Fix OpenMP thread allocation in Linux #5551

svotaw · 2022-10-19T22:38:35Z

For the streaming push APIs that are designed to work multi-threaded, we observed consistent failures in Linux. (e.g LGBM_DatasetPushRowsByCSRWithMetadata). These APIs rely on pre-allocating batches of sparse push arrays to avoid thread collisions. To do the initial allocation during LGBM_InitStreaming, we were using OMP_NUM_THREADS(). This works just fine on Windows, where tested.

However, in Linux, it appears that each calling thread uses its own space to determine OpenMP thread statistics. Neither OMP_NUM_THREADS() nor omp_max_num_threads() return the same value for different calling threads.

To fix this, this PR changes to use a static MAX_THREAD_ALLOCATION to simply pre-allocate based on a known constant thread space. This wastes a small amount of memory due to overallocation (empty vectors), but testing confirms that it now works to run multi-threaded in Linux as well.

Note that there are multi-threaded unit tests to cover this, but due to the fact that OpenMP is not supported in the C++ unit tests framework, the test threading is implemented manually and hence always succeeds. This issue is only seen when OpenMP is active and we are running in Linux.

Example:

2 external Spark Tasks are calling LGBM_DatasetPushRowsByCSRWithMetadata to load a Dataset in parallel. Before pushing, Spark Task thread 0 calls LGBM_InitStreaming with an expected 2 external calling threads (1 for each Spark Task). OMP_NUM_THREADS() returns 3 threads, so the sparse bins allocate 6 independent push buffers (2 external threads * 3 OpenMP threads per external thread) to avoid thread collisions.
--------------------
» **Brief A**: Edit the stretch of the listing from the line containing "Where can you spot the train window" through the end of the listing, replacing "instance" with "occurrence" and leaving everything else unchanged.
The text and the listing are unrelated to each other.

[Collected data entries]
--------------------
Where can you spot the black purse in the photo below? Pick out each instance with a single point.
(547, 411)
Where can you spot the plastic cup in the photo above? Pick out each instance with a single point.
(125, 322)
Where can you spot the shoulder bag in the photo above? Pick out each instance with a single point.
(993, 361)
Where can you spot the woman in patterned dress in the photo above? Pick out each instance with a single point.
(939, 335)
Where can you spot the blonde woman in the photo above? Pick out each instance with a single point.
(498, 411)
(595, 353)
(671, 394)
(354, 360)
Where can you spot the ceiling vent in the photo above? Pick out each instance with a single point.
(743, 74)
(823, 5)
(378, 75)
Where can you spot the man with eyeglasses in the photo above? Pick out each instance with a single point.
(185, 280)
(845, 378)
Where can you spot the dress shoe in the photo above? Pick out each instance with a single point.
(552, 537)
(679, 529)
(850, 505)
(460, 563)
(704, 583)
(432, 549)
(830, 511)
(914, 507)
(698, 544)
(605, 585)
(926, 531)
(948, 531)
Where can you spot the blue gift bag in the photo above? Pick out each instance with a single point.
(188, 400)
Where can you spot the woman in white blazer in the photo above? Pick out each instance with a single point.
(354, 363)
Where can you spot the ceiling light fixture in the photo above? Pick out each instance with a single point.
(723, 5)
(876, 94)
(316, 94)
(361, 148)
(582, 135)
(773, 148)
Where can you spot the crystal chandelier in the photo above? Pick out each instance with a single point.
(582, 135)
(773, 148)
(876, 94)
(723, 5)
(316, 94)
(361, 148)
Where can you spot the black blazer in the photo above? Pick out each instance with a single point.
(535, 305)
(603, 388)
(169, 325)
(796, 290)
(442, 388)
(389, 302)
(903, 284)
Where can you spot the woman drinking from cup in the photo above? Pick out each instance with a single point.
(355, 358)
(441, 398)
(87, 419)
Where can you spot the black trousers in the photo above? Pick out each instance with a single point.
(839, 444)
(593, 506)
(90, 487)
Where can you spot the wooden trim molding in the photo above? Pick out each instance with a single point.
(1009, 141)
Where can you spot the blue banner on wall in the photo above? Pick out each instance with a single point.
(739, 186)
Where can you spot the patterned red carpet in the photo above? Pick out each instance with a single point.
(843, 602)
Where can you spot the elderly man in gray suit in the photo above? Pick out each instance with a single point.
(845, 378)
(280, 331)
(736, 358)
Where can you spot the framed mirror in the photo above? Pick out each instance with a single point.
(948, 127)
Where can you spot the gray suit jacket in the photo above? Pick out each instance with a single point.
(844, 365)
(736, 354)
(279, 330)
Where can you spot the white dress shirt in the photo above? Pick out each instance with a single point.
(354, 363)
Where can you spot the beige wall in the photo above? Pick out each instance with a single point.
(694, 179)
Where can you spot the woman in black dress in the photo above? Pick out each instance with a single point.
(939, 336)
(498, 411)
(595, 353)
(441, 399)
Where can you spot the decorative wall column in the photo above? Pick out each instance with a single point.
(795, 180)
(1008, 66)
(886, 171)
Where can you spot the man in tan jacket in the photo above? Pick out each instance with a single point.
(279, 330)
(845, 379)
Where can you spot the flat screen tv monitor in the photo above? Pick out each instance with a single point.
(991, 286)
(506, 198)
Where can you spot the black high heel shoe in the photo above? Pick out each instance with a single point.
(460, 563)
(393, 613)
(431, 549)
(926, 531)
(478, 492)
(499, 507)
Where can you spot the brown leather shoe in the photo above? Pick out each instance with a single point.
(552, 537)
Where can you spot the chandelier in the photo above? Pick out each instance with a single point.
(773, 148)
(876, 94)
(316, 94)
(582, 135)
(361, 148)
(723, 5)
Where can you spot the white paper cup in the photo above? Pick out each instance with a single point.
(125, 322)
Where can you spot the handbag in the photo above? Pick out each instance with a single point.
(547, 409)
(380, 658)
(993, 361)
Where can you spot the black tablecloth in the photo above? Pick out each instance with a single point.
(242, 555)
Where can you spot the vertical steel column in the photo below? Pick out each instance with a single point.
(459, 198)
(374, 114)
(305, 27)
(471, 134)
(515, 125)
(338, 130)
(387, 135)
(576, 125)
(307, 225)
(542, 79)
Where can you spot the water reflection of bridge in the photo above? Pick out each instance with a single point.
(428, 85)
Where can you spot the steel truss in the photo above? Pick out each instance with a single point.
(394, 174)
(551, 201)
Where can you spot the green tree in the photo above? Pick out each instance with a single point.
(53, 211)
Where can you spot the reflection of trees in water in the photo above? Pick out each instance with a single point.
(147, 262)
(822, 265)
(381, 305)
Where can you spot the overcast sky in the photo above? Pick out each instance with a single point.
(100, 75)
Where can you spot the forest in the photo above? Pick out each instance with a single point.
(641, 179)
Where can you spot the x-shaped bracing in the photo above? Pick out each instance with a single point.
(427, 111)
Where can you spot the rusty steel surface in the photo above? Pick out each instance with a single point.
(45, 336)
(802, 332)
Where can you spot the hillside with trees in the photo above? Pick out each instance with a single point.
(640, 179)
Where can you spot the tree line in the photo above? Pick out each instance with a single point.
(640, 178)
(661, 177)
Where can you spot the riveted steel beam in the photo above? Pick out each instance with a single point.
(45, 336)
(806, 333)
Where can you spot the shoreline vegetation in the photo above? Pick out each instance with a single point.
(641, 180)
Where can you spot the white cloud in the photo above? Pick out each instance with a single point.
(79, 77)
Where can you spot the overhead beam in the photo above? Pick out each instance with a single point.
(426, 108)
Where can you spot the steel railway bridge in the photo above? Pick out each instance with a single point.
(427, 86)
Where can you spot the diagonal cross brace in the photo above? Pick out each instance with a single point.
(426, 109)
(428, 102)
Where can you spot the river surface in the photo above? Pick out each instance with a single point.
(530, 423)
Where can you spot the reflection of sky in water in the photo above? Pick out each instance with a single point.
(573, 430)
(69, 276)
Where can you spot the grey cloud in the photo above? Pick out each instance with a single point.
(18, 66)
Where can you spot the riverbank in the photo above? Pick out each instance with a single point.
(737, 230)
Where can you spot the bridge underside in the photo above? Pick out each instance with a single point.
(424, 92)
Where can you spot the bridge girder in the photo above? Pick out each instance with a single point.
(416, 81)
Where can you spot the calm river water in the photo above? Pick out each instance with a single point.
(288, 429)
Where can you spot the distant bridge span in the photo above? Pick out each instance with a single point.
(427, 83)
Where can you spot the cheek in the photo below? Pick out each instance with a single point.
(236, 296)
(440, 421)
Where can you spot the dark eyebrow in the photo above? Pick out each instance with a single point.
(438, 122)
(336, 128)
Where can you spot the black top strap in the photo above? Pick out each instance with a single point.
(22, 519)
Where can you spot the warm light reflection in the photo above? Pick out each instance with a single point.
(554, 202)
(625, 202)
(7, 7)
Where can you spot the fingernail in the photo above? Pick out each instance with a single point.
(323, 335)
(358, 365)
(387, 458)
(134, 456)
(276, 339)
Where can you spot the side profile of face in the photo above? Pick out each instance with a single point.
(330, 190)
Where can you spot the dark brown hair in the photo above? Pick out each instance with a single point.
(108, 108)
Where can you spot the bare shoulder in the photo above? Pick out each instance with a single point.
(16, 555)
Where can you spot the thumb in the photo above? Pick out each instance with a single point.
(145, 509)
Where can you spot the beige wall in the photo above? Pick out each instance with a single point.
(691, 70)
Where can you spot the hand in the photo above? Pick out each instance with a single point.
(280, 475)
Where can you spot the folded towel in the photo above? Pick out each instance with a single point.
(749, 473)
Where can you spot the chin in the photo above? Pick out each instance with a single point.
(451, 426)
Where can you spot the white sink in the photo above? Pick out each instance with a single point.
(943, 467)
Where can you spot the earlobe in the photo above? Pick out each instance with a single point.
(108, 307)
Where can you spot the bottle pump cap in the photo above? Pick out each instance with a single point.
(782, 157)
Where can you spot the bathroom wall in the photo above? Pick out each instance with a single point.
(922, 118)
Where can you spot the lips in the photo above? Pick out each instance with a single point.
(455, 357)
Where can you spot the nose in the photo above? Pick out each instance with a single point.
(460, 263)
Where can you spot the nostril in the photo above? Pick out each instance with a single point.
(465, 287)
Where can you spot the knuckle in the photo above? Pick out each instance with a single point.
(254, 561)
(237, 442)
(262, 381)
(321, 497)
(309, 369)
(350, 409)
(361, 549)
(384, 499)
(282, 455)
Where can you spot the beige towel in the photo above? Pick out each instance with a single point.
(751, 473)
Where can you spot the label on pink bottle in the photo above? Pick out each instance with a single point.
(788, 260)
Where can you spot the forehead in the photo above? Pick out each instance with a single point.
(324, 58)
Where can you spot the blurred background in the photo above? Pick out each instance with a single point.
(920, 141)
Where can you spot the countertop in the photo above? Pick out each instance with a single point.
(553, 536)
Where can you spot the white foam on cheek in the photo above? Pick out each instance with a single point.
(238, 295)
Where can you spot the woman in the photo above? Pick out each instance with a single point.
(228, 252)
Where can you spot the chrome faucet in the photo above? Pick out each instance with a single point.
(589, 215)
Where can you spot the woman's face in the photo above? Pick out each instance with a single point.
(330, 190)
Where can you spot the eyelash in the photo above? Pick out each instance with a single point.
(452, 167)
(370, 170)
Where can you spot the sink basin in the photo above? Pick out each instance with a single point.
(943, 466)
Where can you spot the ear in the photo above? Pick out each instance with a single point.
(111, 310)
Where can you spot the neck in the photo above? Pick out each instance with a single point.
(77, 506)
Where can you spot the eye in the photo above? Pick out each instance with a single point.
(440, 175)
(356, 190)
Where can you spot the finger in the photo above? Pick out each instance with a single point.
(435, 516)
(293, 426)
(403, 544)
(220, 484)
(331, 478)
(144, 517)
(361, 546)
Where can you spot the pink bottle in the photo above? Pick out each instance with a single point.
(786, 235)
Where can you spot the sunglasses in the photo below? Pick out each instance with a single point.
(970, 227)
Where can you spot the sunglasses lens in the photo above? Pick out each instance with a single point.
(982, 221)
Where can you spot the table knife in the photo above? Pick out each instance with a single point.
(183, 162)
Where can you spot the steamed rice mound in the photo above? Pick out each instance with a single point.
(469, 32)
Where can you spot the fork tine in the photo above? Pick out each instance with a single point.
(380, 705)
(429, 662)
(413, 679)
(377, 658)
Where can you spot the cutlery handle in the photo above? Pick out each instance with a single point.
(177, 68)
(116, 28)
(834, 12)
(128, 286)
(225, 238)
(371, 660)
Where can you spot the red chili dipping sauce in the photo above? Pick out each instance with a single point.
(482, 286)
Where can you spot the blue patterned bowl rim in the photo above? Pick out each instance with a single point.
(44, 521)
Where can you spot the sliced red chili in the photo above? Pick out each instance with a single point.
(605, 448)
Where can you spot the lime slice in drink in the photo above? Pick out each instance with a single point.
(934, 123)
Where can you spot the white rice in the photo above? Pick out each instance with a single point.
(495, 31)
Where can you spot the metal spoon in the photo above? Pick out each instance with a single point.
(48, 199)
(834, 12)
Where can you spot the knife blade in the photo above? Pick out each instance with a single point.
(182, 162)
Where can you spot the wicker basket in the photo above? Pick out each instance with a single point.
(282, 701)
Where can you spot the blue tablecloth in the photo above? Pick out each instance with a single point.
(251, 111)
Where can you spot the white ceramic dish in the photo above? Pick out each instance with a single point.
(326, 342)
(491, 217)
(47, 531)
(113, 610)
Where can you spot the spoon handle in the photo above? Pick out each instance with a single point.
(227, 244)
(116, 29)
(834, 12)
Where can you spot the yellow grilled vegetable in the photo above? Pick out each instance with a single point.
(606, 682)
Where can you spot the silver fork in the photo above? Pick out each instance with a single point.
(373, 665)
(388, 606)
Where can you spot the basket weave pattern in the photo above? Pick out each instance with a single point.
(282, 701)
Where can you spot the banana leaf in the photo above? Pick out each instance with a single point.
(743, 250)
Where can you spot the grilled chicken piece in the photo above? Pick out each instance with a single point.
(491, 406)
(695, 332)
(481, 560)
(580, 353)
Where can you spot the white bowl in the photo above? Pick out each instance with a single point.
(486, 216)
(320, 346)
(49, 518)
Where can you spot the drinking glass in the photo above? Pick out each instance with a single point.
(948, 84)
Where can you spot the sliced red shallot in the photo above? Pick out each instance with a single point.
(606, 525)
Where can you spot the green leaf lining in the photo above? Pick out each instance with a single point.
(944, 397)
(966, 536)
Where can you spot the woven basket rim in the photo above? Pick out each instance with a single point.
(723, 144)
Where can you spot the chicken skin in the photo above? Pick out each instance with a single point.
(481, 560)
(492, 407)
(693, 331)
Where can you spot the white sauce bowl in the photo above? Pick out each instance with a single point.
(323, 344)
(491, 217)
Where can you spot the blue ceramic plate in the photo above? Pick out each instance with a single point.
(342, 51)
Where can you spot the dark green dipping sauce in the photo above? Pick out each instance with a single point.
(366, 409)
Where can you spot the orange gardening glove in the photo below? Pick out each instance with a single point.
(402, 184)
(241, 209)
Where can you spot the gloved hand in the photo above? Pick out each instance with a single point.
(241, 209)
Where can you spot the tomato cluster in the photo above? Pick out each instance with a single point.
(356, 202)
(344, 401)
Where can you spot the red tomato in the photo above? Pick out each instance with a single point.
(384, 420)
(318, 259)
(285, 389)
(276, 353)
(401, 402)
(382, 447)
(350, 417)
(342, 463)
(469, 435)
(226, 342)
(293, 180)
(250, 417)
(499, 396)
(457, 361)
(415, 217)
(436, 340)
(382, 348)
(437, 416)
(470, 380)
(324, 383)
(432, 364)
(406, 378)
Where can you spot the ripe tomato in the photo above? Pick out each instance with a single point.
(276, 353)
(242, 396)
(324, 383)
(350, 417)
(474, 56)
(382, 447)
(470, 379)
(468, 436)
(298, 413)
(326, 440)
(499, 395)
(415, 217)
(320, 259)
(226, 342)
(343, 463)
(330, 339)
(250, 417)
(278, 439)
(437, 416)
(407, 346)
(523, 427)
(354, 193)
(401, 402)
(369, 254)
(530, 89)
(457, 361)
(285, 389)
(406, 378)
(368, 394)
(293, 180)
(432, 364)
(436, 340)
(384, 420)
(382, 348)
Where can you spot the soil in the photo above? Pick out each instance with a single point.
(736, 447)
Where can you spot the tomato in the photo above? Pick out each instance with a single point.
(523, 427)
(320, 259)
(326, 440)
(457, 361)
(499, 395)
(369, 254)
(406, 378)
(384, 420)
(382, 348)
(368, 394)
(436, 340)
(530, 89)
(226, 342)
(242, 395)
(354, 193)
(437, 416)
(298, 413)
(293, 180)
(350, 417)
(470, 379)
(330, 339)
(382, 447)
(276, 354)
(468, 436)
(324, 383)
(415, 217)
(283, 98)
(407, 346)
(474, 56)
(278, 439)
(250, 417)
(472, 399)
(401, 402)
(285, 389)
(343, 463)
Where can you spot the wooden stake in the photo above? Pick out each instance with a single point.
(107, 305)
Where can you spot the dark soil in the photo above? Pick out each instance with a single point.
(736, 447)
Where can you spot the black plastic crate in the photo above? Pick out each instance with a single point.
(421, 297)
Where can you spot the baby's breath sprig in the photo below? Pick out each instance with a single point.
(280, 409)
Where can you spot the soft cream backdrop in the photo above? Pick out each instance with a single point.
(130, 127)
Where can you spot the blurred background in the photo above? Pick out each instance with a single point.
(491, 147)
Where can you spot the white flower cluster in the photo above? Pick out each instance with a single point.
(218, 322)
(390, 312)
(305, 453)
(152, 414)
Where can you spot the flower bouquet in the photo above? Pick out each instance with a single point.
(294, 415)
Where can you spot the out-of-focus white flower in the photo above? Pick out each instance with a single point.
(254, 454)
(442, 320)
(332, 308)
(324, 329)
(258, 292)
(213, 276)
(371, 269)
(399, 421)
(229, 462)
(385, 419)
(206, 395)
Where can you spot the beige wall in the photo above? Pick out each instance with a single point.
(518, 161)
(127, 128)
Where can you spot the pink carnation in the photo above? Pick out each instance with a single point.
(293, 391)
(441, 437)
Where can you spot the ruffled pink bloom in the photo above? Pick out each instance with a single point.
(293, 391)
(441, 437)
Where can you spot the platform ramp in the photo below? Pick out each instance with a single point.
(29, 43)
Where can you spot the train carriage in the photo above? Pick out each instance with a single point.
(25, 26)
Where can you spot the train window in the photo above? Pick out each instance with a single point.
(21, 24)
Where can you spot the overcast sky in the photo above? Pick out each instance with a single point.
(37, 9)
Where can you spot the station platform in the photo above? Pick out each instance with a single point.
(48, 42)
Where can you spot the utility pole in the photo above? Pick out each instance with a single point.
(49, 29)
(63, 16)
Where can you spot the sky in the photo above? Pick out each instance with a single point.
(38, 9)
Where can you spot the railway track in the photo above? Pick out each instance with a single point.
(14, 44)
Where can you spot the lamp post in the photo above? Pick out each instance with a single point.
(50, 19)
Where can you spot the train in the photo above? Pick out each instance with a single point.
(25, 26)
--------------------
» **Brief B**: In the text about fixing OpenMP thread allocation in Linux, how many independent push buffers do the sparse bins allocate in the example?

» **Exercise response A**:
Where can you spot the train window in the photo above? Pick out each occurrence with a single point.
(21, 24)
Where can you spot the overcast sky in the photo above? Pick out each occurrence with a single point.
(37, 9)
Where can you spot the station platform in the photo above? Pick out each occurrence with a single point.
(48, 42)
Where can you spot the utility pole in the photo above? Pick out each occurrence with a single point.
(49, 29)
(63, 16)
Where can you spot the sky in the photo above? Pick out each occurrence with a single point.
(38, 9)
Where can you spot the railway track in the photo above? Pick out each occurrence with a single point.
(14, 44)
Where can you spot the lamp post in the photo above? Pick out each occurrence with a single point.
(50, 19)
Where can you spot the train in the photo above? Pick out each occurrence with a single point.
(25, 26)

» **Exercise response B**: Six independent push buffers.